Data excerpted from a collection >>
_ _ _ _ _
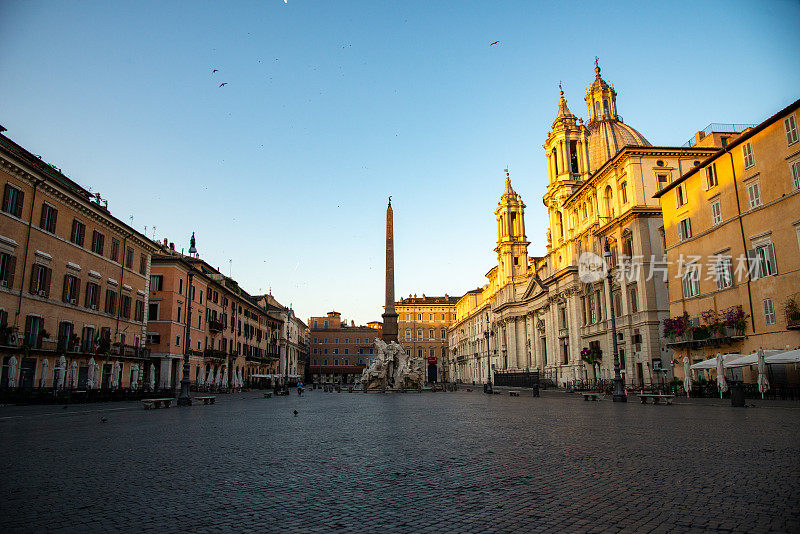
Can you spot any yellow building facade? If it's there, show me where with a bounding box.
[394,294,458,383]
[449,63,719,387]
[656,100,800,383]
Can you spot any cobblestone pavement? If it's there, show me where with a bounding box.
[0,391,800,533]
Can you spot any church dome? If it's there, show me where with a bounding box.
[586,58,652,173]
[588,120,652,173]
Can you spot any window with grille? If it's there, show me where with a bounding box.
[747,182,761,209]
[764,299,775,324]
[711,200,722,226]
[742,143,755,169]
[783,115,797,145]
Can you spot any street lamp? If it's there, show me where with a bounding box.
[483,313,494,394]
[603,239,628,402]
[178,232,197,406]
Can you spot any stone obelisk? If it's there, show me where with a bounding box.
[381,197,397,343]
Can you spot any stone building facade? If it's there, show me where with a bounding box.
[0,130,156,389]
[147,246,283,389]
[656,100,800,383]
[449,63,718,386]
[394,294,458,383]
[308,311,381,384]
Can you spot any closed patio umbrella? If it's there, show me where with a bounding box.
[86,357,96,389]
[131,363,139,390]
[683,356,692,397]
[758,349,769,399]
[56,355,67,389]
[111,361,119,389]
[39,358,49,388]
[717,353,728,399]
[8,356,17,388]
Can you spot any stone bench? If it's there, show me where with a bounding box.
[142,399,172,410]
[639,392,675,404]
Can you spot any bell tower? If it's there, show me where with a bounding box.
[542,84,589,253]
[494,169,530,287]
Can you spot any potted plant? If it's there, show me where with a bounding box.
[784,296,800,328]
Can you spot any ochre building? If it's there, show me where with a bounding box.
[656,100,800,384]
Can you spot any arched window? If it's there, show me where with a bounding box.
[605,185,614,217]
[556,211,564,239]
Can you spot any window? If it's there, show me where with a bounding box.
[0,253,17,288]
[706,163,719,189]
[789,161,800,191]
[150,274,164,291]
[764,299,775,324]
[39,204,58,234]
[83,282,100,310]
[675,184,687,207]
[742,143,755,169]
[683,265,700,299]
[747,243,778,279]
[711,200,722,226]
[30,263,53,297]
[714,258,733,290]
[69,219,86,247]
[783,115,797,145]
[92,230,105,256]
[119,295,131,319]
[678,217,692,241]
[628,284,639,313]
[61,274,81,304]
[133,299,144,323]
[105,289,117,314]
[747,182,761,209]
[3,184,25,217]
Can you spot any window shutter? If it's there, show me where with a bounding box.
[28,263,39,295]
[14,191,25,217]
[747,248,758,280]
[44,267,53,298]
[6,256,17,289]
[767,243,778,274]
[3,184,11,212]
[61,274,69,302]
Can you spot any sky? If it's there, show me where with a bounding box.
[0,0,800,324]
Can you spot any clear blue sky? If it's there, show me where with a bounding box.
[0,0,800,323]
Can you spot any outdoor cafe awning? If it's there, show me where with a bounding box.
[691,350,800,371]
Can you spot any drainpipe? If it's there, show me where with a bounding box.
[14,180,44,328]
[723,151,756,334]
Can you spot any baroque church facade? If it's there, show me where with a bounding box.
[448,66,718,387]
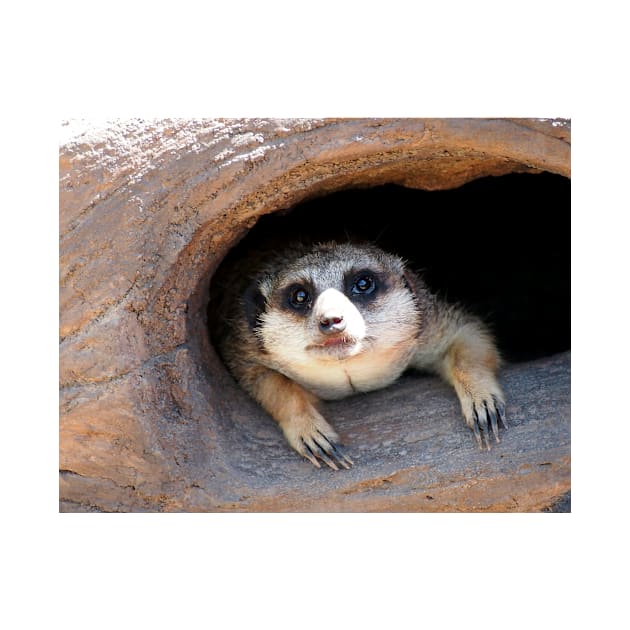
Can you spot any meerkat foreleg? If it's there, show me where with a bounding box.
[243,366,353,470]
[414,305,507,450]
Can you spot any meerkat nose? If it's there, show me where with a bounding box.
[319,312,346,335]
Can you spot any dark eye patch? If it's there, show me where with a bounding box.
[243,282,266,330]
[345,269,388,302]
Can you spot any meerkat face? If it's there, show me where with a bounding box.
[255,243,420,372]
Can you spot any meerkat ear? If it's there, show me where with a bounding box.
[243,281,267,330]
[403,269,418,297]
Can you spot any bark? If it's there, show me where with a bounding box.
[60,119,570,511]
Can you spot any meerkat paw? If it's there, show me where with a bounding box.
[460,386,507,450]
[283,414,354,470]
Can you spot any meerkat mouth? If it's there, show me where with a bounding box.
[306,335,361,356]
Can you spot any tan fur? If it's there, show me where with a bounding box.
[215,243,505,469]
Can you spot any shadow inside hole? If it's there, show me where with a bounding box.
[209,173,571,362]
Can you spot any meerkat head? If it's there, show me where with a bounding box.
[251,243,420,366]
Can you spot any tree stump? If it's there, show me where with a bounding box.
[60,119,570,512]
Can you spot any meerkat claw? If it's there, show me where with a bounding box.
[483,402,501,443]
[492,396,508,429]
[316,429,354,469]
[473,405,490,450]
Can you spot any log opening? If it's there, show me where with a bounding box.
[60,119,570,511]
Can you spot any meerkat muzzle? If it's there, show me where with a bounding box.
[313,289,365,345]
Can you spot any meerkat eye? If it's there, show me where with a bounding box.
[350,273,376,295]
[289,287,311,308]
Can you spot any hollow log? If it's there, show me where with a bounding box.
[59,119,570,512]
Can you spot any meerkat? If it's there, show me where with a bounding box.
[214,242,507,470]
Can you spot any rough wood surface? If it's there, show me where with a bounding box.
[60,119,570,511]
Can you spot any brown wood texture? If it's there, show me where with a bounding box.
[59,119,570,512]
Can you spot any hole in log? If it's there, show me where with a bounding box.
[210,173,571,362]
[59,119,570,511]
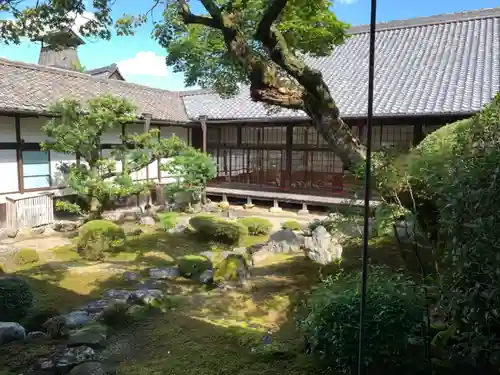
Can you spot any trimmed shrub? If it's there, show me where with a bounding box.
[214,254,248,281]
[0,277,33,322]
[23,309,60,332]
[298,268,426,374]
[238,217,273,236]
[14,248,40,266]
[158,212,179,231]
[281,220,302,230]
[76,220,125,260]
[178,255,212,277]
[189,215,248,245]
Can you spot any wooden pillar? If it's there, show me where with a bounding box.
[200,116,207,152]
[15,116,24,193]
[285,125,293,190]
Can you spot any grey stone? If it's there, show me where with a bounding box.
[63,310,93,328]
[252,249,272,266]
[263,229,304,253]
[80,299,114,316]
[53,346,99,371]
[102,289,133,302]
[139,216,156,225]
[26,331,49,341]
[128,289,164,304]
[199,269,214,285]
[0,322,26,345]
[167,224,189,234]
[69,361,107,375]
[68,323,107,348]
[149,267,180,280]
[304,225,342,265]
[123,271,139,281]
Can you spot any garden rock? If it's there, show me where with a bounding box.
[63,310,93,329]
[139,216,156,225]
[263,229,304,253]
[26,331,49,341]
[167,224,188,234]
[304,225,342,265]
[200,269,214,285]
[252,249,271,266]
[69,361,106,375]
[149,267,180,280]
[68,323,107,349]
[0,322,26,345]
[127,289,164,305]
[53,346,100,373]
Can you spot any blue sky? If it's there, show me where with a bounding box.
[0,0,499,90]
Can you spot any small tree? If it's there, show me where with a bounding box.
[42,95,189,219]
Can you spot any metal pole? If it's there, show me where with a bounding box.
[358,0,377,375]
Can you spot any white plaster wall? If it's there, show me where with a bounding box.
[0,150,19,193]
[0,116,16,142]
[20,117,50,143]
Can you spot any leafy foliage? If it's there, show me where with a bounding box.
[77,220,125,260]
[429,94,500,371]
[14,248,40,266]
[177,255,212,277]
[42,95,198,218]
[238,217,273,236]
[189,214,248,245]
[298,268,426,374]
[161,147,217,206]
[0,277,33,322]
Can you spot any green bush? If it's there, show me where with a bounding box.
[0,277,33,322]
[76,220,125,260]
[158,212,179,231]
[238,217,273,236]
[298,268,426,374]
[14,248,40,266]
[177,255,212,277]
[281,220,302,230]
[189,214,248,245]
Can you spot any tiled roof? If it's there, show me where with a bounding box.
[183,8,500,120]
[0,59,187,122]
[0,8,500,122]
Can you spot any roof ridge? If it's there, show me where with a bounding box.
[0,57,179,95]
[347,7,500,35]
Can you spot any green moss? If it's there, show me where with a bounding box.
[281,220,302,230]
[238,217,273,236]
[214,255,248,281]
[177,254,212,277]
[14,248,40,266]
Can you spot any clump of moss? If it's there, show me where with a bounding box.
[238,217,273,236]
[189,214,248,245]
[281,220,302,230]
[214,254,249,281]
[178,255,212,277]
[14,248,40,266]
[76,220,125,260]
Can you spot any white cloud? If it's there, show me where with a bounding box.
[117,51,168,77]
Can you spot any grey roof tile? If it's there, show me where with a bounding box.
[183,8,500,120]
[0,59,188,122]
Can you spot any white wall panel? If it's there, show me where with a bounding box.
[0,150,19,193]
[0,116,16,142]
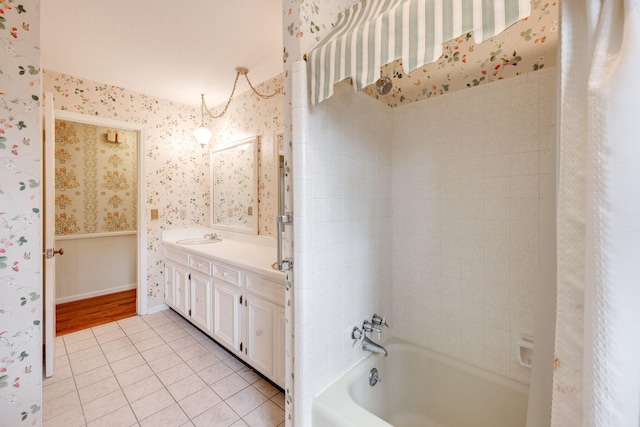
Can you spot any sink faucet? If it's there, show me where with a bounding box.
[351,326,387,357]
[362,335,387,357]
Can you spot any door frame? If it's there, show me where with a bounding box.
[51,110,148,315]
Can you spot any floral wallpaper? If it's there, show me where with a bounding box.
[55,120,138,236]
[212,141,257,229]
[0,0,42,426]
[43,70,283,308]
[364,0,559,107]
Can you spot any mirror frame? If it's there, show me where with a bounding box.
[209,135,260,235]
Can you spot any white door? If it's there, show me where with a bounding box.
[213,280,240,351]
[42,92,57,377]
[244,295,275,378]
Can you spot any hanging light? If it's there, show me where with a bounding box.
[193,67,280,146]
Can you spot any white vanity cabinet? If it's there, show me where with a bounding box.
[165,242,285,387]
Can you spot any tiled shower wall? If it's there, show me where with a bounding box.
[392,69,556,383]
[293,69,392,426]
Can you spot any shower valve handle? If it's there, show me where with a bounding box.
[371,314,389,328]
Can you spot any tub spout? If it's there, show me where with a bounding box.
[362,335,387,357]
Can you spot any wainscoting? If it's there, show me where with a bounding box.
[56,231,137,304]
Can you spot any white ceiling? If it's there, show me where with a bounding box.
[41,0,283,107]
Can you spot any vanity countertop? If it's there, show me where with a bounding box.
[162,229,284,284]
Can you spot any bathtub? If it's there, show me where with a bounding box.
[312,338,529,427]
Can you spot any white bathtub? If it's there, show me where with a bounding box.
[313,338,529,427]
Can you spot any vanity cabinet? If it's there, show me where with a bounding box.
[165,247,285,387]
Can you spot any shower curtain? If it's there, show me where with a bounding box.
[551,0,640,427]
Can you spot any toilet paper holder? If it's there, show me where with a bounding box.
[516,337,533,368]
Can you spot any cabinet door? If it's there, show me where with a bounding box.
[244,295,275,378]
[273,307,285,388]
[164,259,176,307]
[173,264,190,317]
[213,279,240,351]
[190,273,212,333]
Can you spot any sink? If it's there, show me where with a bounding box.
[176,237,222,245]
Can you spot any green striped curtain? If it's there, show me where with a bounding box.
_ _ _ _ _
TASK PROMPT >> Reproduce verbatim the part of the data that runs from its start through the line containing "[494,169,530,287]", including both ends. Leave the pictures out of your answer.

THE REPLY >>
Can you spot any yellow building facade? If it's there, show me where with a bounding box.
[394,294,458,383]
[449,63,719,387]
[656,100,800,383]
Can you spot any cobblestone pavement? If it's there, show me where with a bounding box.
[0,391,800,533]
Can you spot any church dome? If it's there, show me where with a bounding box.
[586,58,652,173]
[588,120,652,173]
Can you spot any window with grille? If it's there, show me where with a bounding box.
[747,182,761,209]
[764,299,775,324]
[711,200,722,226]
[742,143,755,169]
[783,115,797,145]
Can you spot any street lamp? If it's there, show me where with a bounding box.
[483,313,494,394]
[603,239,628,402]
[178,232,197,406]
Can you spot any stone obelisk? If it's there, show me where with a bounding box.
[381,197,397,343]
Can you spot any stone building facade? If it's there, show me where with a bounding box.
[0,130,156,389]
[147,246,283,389]
[656,100,800,383]
[449,63,718,386]
[394,294,458,383]
[308,311,381,384]
Can you spot any closed patio umbrella? If it's there, show me where with a bounding box.
[86,357,96,389]
[131,363,139,390]
[683,356,692,397]
[758,349,769,399]
[56,355,67,389]
[111,361,119,389]
[39,358,49,388]
[717,353,728,399]
[8,356,17,388]
Can you spot any stone bench? If it's there, show me where with a bounding box.
[142,399,172,410]
[639,392,675,404]
Can you spot any bell tower? If it's there, show me where with a bounding box.
[542,84,589,253]
[494,169,530,287]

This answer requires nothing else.